(Directions for this task) Give the records back in full, exactly as they read.

(Excerpted records)
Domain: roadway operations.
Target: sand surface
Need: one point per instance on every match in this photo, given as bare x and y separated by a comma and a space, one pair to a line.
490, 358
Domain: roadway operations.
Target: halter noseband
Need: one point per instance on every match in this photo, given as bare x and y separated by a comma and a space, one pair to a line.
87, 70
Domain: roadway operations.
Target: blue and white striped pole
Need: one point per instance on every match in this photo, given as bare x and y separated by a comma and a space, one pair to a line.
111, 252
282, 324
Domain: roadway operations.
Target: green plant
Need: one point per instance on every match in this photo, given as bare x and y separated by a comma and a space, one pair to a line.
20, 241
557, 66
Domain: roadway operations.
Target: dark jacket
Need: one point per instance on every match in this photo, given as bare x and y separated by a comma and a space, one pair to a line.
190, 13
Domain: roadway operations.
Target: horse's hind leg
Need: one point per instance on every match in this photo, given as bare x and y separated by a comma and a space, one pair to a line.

(Right answer)
Domain: roadway operations.
Target: sand surface
Need: one point per instance on every match in this photo, given as bare x and y separated by a comma and a space, one pair to a line.
490, 358
Domain: roadway operations.
Target: halter noseband
Need: one point per instance on every match in this photo, given as bare x and y separated by a comma and a space, one pair to a line.
87, 70
Domain: roadway operations.
Target: blue and white striped pole
Need: one point per instance on every match in this photo, given as bare x and y separated by a comma and a space, one pair to a line.
111, 252
282, 324
Domain: roadway operations.
Target: green plant
Need: one point per instance on every match in this photo, given as bare x and y separated by a comma and a space, one pair to a line.
20, 241
557, 66
Domain: roadway operations.
Target: dark jacket
Need: one point per instance on every match in this photo, given as bare x and y separated by a comma and a space, one pair to a line.
190, 13
Domain: roadway operations.
Target: horse's hind leg
Need: one point per instance on every match in this photo, given as bare x and y separated by a comma and a space, one pair to a line.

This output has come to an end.